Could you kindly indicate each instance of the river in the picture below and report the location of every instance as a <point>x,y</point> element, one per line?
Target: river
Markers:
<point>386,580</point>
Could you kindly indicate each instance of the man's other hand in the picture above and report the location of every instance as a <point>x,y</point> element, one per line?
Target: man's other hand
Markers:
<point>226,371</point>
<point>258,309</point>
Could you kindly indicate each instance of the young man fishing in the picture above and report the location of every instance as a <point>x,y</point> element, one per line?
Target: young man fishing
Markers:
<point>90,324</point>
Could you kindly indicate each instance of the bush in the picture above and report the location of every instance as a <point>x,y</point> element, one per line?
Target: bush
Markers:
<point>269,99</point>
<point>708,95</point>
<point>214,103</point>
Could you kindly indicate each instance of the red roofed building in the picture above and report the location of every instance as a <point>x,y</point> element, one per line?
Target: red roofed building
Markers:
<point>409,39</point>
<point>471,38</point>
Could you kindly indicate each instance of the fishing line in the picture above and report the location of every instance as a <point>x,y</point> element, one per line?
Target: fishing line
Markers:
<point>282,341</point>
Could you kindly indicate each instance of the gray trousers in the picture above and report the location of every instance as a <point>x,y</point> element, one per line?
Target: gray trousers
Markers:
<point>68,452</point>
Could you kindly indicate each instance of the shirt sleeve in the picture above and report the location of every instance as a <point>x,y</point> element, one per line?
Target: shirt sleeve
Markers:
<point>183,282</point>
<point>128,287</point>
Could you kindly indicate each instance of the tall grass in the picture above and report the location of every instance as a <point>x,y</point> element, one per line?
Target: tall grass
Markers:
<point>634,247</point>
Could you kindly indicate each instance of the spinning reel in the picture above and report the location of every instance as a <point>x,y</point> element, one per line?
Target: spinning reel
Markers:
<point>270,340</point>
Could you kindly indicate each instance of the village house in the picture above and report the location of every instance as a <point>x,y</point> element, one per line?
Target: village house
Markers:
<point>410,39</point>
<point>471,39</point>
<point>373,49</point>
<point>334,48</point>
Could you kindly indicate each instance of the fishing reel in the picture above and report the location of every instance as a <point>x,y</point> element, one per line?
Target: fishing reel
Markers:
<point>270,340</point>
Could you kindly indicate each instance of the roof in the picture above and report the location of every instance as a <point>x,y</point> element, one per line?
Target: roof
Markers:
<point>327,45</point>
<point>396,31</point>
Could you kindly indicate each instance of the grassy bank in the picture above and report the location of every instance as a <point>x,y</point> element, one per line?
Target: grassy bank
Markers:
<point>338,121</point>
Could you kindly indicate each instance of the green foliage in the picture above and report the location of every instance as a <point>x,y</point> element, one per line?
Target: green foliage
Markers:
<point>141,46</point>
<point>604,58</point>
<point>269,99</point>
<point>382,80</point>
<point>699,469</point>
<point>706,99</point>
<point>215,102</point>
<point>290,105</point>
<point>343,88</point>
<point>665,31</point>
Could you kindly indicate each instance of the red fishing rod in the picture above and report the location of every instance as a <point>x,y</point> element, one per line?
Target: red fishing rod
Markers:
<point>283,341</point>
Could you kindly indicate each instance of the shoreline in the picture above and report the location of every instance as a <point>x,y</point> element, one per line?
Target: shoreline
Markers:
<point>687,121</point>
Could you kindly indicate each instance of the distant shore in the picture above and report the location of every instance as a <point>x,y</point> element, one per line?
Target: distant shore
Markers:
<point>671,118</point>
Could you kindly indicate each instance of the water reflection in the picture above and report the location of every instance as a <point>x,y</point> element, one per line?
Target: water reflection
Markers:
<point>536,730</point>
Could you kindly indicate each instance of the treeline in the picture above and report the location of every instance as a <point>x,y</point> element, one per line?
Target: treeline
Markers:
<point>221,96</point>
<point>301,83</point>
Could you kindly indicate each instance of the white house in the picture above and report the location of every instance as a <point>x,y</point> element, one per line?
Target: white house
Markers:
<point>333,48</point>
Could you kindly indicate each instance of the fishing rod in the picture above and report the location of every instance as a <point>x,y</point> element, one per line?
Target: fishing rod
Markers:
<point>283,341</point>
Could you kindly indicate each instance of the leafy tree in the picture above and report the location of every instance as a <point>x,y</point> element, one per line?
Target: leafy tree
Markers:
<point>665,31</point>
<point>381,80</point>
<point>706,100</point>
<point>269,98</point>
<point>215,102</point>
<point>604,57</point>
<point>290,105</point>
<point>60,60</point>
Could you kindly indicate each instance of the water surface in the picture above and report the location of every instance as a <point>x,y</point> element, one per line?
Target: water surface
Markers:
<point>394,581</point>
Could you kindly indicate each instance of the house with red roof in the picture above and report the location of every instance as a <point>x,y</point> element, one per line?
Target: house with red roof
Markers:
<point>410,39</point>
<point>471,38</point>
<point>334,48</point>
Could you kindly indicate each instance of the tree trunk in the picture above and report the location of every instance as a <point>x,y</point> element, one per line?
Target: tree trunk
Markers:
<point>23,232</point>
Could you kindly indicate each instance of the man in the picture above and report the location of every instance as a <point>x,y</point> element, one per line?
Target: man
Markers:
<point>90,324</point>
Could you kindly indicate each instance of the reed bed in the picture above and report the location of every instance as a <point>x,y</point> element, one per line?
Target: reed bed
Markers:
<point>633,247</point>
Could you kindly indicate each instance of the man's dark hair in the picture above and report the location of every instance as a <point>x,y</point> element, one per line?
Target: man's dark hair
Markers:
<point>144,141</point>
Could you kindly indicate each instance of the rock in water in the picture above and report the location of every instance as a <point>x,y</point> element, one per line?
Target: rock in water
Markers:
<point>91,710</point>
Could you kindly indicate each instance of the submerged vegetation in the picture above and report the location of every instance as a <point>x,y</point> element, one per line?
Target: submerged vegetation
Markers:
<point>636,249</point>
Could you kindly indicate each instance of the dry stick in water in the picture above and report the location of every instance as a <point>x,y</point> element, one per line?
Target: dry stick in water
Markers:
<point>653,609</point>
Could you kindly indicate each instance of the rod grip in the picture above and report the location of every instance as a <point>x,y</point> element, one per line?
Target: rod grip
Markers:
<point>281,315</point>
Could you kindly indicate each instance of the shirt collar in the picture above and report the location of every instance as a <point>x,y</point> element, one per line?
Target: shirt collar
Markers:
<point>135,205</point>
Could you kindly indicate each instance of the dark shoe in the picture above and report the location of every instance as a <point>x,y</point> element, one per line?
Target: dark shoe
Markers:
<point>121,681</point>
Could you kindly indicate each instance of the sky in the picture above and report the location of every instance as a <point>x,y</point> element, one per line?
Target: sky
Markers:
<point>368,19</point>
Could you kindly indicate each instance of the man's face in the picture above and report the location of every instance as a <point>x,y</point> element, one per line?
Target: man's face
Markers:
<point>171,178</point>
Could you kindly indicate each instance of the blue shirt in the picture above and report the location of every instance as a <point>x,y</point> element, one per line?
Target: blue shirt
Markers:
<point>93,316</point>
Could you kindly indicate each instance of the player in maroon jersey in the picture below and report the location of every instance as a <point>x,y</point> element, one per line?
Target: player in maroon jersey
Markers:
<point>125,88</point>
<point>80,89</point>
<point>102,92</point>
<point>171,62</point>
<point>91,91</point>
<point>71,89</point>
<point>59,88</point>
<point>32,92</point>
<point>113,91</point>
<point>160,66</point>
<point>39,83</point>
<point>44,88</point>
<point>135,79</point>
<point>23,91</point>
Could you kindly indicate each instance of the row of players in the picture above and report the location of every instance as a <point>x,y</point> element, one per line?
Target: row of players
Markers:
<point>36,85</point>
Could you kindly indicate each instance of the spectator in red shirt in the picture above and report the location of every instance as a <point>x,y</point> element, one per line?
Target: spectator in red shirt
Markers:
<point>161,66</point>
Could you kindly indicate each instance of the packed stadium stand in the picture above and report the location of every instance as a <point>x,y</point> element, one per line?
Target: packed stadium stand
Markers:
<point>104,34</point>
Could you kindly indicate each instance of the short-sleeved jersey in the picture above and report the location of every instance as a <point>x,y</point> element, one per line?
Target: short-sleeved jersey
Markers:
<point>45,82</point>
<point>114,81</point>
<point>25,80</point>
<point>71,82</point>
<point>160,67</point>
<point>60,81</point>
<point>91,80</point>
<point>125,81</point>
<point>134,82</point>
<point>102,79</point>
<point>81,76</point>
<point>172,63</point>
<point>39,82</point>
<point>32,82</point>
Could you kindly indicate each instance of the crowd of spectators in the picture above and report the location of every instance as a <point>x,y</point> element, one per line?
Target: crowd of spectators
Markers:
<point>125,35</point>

......

* [Task requirements]: If a line in the records holds the word "spinning", count it, then give only the total.

* [Written answer]: 2